* begin Records supplied *

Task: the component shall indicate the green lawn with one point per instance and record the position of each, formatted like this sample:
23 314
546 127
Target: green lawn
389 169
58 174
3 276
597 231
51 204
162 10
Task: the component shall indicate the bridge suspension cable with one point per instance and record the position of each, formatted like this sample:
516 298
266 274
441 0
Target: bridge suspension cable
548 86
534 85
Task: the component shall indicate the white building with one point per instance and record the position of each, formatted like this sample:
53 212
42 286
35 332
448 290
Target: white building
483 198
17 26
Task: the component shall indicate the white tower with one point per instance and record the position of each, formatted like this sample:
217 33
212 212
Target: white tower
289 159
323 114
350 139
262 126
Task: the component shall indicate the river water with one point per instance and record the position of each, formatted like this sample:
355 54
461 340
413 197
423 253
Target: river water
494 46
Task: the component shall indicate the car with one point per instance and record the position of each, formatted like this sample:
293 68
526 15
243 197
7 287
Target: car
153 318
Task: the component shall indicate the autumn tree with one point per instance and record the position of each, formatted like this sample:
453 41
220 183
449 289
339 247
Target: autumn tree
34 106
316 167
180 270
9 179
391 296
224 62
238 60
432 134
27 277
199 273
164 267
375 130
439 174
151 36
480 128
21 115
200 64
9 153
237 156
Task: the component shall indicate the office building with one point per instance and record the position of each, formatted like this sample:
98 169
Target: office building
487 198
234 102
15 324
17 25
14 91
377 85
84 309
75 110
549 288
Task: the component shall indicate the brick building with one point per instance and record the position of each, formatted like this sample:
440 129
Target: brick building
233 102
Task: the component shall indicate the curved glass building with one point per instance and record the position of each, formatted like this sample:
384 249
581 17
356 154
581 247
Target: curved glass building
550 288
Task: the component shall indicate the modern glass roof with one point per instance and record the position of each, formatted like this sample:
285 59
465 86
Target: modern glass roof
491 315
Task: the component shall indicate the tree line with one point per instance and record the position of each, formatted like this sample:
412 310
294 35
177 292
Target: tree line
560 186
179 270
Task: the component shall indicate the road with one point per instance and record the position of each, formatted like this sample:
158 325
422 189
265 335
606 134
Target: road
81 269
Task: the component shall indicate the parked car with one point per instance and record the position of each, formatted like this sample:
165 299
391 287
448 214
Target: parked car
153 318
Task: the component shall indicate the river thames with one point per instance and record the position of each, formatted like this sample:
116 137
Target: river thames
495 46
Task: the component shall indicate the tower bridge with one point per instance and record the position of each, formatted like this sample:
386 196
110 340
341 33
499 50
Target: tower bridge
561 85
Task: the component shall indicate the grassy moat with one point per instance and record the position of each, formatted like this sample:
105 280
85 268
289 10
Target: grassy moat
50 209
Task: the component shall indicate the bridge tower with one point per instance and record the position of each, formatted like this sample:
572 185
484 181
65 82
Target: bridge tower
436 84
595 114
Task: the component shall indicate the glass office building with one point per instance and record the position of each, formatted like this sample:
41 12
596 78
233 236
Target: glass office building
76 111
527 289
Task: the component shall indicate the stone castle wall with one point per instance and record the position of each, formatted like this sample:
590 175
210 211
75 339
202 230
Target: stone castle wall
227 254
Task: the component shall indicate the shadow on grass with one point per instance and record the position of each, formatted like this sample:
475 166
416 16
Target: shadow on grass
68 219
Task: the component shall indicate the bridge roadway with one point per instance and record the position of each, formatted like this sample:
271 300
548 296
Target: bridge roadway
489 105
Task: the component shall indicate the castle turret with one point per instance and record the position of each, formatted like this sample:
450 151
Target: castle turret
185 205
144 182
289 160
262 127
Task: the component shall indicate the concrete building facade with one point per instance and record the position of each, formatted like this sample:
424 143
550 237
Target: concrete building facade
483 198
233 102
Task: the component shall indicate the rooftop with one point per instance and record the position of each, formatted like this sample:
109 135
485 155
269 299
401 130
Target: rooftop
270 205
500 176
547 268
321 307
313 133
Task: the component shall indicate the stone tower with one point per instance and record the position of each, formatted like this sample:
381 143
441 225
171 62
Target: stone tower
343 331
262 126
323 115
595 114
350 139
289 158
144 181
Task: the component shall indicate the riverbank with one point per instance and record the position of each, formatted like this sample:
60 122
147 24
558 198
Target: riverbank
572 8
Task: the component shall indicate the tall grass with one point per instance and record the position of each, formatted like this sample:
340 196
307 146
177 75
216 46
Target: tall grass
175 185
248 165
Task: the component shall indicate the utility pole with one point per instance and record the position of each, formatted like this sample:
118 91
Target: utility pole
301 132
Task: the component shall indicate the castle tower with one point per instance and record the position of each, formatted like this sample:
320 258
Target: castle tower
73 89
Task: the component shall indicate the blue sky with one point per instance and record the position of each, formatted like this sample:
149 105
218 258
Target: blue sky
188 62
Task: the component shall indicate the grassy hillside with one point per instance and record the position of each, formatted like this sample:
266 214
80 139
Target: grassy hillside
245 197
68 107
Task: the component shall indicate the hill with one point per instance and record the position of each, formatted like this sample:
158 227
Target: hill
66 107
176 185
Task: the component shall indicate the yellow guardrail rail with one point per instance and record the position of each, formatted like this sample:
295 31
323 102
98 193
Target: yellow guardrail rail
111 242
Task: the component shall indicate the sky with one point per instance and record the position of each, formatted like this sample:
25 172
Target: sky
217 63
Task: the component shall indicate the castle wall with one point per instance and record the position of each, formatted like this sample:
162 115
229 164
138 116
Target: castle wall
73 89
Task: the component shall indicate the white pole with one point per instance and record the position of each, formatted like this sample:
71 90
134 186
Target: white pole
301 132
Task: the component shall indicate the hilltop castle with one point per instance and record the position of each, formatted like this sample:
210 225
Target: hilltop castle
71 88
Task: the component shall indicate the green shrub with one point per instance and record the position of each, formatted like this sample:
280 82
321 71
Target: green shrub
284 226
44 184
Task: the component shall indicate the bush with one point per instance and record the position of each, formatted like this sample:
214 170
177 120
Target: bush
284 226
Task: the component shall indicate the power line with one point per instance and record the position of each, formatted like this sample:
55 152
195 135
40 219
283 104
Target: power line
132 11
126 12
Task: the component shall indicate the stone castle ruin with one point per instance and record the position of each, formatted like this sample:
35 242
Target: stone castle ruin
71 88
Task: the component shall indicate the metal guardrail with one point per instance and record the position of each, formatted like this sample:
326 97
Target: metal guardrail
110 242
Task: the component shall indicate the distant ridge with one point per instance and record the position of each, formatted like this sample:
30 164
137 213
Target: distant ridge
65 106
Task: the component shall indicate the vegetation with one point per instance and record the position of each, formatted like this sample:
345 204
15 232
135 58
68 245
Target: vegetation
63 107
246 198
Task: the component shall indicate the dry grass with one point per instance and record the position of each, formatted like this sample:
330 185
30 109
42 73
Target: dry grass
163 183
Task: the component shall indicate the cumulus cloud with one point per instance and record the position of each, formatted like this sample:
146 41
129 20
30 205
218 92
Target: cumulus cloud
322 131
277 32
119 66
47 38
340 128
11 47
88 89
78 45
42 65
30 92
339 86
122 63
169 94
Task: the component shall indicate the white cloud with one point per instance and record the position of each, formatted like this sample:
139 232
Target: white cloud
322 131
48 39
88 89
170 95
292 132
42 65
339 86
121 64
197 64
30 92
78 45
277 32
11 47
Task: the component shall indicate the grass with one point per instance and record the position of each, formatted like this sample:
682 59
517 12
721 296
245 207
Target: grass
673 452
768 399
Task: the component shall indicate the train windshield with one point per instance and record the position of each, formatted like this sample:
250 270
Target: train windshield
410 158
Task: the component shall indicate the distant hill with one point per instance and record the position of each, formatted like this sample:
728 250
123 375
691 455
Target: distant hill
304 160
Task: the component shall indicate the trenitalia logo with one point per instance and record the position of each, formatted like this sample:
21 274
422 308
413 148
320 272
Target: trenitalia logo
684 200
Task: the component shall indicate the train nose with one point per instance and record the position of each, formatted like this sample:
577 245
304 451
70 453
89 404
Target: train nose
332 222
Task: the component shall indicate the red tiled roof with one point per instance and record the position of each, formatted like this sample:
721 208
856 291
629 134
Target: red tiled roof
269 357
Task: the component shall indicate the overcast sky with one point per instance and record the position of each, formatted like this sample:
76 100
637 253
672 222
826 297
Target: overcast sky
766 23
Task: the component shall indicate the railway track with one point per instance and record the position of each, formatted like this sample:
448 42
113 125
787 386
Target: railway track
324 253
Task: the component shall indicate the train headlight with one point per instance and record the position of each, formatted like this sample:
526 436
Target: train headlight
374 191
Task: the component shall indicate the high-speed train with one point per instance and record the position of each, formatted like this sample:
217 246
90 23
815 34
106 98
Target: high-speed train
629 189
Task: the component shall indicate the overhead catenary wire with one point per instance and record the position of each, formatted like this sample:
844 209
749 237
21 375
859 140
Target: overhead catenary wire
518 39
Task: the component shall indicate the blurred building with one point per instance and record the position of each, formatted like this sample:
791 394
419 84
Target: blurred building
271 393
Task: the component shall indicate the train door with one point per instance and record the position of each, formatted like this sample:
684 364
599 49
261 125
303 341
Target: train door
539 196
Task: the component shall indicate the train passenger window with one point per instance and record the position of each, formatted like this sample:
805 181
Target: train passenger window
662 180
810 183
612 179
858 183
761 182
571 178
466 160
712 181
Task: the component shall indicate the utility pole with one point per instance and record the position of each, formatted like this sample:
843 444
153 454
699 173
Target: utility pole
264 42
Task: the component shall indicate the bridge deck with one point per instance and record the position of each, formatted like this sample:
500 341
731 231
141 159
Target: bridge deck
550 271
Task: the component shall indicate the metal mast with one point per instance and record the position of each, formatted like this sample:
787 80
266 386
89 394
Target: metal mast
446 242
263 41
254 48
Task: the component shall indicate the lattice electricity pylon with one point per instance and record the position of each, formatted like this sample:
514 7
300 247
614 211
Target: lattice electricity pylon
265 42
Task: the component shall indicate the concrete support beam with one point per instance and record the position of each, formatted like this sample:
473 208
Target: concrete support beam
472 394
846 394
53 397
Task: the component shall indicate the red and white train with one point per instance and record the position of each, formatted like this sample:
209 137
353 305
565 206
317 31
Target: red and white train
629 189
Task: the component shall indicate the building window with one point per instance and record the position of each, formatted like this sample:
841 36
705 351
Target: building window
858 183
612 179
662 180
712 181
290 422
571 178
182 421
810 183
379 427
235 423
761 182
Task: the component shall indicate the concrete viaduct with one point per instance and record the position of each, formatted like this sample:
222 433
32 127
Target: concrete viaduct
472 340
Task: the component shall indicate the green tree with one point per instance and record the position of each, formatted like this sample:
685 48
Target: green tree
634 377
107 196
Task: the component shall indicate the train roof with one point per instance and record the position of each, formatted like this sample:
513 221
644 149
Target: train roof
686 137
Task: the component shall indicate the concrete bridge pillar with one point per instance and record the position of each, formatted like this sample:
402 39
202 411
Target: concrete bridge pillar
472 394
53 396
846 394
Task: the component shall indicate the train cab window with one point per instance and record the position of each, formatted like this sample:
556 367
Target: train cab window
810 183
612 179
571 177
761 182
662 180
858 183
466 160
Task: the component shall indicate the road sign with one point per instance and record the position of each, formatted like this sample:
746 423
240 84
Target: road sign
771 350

* end Records supplied *

What you have to do: Output an exact copy of the lines beginning at the one that holds "Task: the component shall indicate the concrete viaduct" and running through the final line of the records.

Solution to the exercise:
Task: the component shall indicate the concrete viaduct with one point per instance and record the position of each, formatted like this sample:
222 433
32 127
Target: concrete viaduct
472 340
Task: the component shall indicate the green tree with one point per instance and record the position of each, formatted like this sample:
685 48
Target: green tree
634 377
107 196
Task: the component shall indicate the train roof with one point per instance and record the position of each, formatted like this sample:
513 221
644 149
Target: train roof
686 137
Task: the component shall indicate the concrete bridge pillar with one point per instance and record the position of each, formatted like this sample:
402 39
202 411
Target: concrete bridge pillar
472 394
53 396
846 394
Task: the component shall indicate the train cab window with one point per instance and record the position of each, formatted like this sample:
556 367
Target: train cab window
810 183
612 179
571 177
761 182
662 180
858 183
466 160
Task: the component shall indicate the road sign with one point per instance and record the position of each, formatted like this sample:
746 423
240 84
Target: road sign
771 350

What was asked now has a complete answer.